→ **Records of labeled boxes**
------------------------

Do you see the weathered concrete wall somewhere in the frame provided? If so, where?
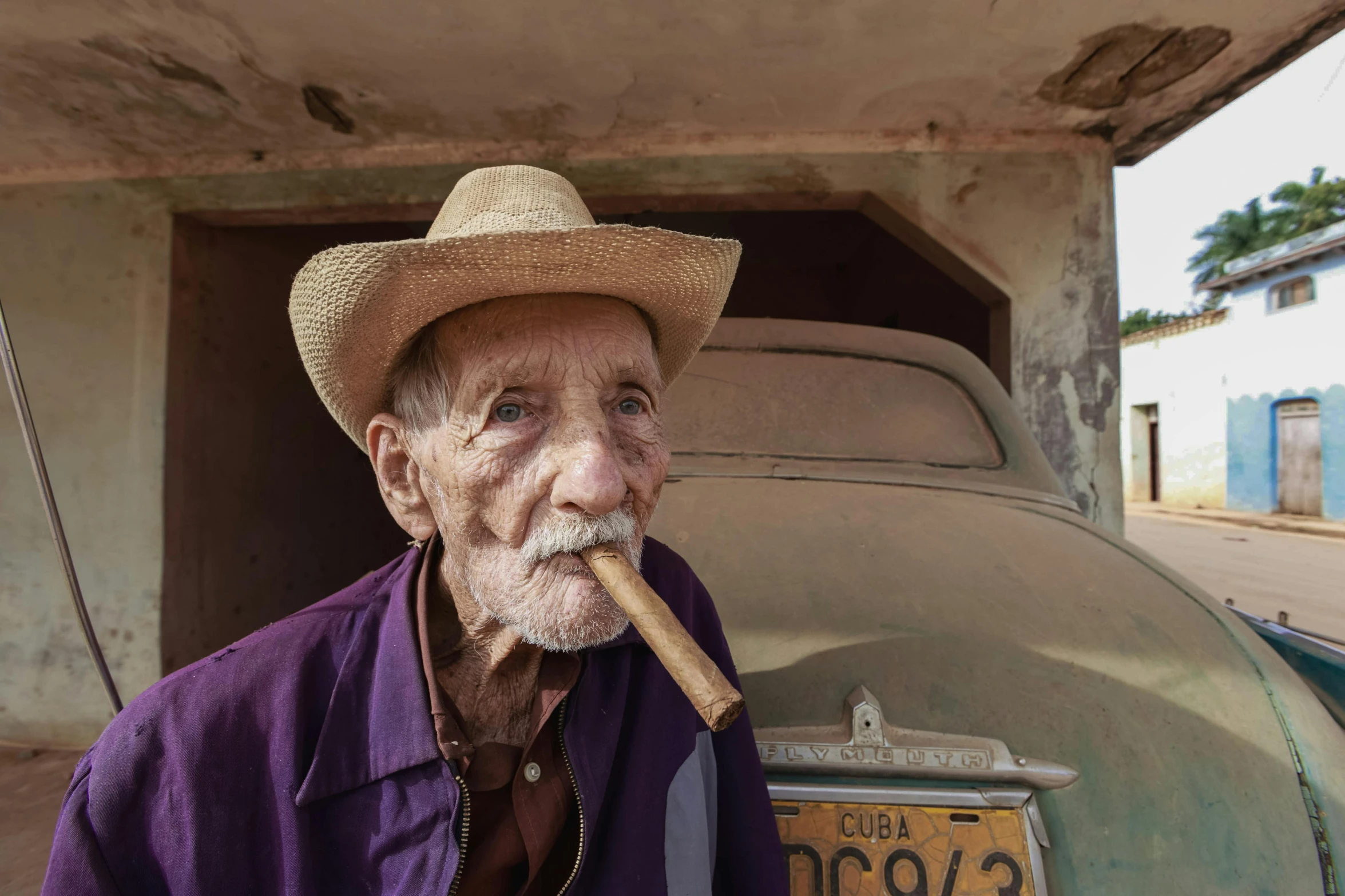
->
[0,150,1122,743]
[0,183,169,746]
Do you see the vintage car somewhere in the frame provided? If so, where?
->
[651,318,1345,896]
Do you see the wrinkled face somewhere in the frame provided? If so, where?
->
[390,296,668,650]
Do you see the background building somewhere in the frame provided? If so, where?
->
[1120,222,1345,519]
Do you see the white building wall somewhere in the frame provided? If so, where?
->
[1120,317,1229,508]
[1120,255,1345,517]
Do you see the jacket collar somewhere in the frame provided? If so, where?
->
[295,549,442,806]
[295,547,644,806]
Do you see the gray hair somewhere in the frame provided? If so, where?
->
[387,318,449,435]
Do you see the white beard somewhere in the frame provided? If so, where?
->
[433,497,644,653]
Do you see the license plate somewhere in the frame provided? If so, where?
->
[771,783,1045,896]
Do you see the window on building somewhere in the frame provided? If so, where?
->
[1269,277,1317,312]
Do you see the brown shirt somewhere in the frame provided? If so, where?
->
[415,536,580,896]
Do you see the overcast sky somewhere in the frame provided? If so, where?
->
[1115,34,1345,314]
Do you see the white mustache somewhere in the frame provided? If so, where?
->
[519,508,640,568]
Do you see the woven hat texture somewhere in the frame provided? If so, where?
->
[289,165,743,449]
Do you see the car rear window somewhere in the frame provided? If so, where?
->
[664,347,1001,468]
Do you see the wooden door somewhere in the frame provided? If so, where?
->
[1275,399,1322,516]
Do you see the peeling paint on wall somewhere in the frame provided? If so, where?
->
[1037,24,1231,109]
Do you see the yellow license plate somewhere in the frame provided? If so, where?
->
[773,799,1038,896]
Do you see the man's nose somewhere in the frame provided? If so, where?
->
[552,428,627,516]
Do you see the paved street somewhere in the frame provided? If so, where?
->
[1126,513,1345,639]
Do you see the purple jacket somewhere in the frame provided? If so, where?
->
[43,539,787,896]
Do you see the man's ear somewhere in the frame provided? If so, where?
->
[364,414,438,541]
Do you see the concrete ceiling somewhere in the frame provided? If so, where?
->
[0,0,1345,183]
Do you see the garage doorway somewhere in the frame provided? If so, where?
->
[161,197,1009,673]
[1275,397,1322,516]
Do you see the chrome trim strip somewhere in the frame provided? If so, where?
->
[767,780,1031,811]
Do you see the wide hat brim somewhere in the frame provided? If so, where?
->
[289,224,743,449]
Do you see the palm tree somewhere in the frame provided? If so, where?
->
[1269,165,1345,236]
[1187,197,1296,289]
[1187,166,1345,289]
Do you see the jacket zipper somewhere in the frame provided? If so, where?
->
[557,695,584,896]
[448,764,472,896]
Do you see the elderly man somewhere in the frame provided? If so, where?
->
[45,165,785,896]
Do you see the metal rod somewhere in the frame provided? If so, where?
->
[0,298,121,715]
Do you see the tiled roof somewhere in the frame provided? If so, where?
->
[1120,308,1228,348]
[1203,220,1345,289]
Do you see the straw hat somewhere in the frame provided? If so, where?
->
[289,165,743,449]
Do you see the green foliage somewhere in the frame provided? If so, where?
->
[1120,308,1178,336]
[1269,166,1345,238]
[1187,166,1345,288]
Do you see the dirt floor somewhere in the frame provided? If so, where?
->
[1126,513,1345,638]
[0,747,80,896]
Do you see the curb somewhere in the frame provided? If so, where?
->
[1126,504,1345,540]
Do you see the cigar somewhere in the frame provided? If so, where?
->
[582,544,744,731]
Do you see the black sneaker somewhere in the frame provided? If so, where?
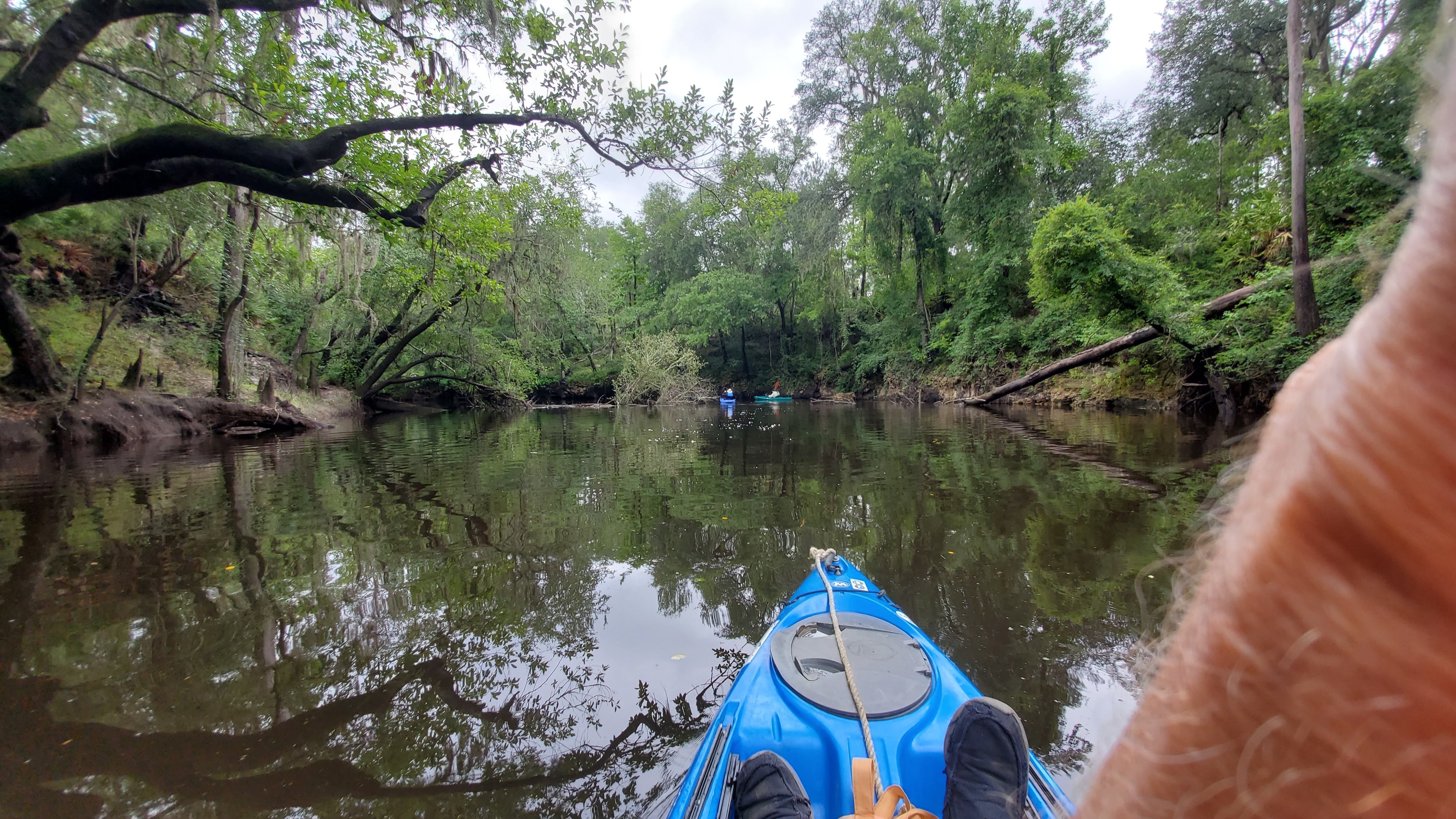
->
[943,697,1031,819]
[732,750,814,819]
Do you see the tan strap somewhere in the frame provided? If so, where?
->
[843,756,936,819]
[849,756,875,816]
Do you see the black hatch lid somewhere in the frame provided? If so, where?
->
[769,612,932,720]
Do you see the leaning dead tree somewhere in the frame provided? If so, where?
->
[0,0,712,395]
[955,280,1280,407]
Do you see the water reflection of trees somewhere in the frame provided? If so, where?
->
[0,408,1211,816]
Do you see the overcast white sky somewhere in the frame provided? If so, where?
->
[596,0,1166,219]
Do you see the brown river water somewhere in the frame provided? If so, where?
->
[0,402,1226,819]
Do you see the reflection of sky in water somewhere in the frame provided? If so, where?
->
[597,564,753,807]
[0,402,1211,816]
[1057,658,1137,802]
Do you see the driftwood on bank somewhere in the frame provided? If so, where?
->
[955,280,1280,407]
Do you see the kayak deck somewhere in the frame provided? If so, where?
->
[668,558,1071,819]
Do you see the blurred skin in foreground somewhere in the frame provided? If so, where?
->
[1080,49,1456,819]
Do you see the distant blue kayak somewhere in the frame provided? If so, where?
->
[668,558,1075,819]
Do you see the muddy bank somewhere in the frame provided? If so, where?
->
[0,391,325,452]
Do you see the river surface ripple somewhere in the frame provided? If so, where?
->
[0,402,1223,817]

------------------------

Shift every box coordinate up by 33 in the part of the records above that opens with the line containing "Do you see the background" and closes with the line containing "[1120,255,1345,517]", and write out that part in full with all of its lines, including the lines that are not coordinates.

→ **Result**
Do you see the background building somewhere in the frame provided? If so, where?
->
[1153,255,1378,552]
Do you see the white building wall somewhere in the frame provided? If so, where?
->
[1153,350,1262,541]
[1153,288,1378,550]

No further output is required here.